• WRITTEN REQUEST
Copy out the rows below, substituting "central" for each occurrence of "innermost" and leaving everything else unchanged.

• RECORDS FOR THIS EXERCISE
================================

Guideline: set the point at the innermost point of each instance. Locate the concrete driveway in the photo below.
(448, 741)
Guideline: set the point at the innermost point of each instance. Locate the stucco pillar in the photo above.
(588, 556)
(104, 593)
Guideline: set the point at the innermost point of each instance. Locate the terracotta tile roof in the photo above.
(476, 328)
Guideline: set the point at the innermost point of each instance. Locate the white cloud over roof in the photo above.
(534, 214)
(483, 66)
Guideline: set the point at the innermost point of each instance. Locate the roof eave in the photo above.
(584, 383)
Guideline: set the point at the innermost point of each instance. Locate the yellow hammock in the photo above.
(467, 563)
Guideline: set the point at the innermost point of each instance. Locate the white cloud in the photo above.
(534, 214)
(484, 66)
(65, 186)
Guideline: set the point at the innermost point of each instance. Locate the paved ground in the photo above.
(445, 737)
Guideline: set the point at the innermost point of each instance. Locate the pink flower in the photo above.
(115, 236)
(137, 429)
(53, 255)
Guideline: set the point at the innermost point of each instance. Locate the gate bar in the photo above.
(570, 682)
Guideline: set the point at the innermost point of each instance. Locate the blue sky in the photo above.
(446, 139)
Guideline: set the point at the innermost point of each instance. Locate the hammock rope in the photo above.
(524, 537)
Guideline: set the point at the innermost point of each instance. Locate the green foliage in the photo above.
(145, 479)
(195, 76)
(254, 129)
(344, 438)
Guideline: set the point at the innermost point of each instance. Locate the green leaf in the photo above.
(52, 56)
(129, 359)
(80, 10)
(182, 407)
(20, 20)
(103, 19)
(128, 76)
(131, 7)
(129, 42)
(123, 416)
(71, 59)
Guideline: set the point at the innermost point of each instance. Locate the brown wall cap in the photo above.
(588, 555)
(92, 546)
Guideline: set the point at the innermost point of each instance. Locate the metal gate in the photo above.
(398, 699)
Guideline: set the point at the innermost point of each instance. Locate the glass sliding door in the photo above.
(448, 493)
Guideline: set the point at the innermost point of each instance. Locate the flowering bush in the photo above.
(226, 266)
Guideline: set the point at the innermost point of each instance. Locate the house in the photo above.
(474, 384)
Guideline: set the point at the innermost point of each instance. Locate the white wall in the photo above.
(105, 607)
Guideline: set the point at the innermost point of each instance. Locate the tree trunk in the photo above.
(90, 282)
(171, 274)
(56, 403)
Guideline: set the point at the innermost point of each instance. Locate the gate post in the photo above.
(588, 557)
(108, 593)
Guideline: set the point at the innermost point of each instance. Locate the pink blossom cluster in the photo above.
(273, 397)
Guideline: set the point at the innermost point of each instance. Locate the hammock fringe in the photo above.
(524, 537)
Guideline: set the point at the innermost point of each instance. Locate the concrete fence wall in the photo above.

================================

• EXPECTED ANSWER
Guideline: set the point at the central point of each instance. Locate the concrete driveway in the photo below.
(448, 741)
Guideline: set the point at the central point of each instance. Locate the stucco pillar in the photo above.
(588, 556)
(104, 593)
Guideline: set the point at the central point of each instance. Locate the terracotta tile roof in the photo above.
(476, 328)
Guideline: set the point at the central point of each instance. Locate the white cloud over roof in the photo above.
(534, 214)
(483, 66)
Guideline: set the point at the central point of each instance. Locate the roof eave in the photo above.
(584, 383)
Guideline: set the point at the central point of each instance. Locate the yellow hammock in the photo above.
(467, 563)
Guideline: set the point at the central point of each instance. Locate the white cloud in the photo above.
(534, 214)
(484, 66)
(65, 186)
Guideline: set the point at the central point of each instance. Locate the paved ground in the photo above.
(445, 737)
Guideline: set the point at the central point of each instance. Locate the pink flower in the photo above.
(115, 236)
(137, 429)
(53, 255)
Guideline: set the point at the central point of each instance. Locate the gate bar in the photo above.
(570, 682)
Guideline: set the point at the central point of each instance. Locate the blue sky in the photo above.
(446, 139)
Guideline: set the point at the central point of each instance. Locate the hammock rope in the photo above.
(524, 537)
Guideline: set the point at the central point of each instance. Locate the green foliage in the photo above.
(145, 479)
(195, 76)
(254, 129)
(344, 438)
Guideline: set the point at the central point of each instance. Locate the green leaf in the photo above.
(52, 56)
(129, 359)
(80, 10)
(182, 407)
(20, 20)
(103, 19)
(128, 76)
(131, 7)
(129, 42)
(123, 416)
(71, 59)
Guideline: set the point at the central point of each instance. Locate the brown wall cap in the photo above.
(588, 555)
(92, 546)
Guideline: set the point at the central point of each instance. Locate the metal gate in the photo above.
(398, 699)
Guideline: set the point at the central point of each instance. Locate the glass sliding door in the photo above.
(448, 493)
Guideline: set the point at the central point of each instance. Locate the flowering bush in the photo above.
(226, 266)
Guideline: set the point at the central point of each instance. Locate the house in the photo above.
(474, 384)
Guideline: set the point at the central point of each instance. Locate the white wall in the photo above.
(105, 607)
Guideline: set the point at the central point of each instance. Locate the tree trunk in the photo above.
(90, 282)
(171, 274)
(56, 403)
Guideline: set the point at the central point of each instance. Locate the gate post in the photo above.
(588, 557)
(108, 593)
Guideline: set the point at the central point of each instance. Locate the pink blossom cluster in the photo above.
(273, 397)
Guideline: set the point at the central point of each instance. Locate the hammock fringe in the photo above.
(524, 537)
Guideline: set the point at the central point of each instance. Locate the concrete fence wall in the photo above.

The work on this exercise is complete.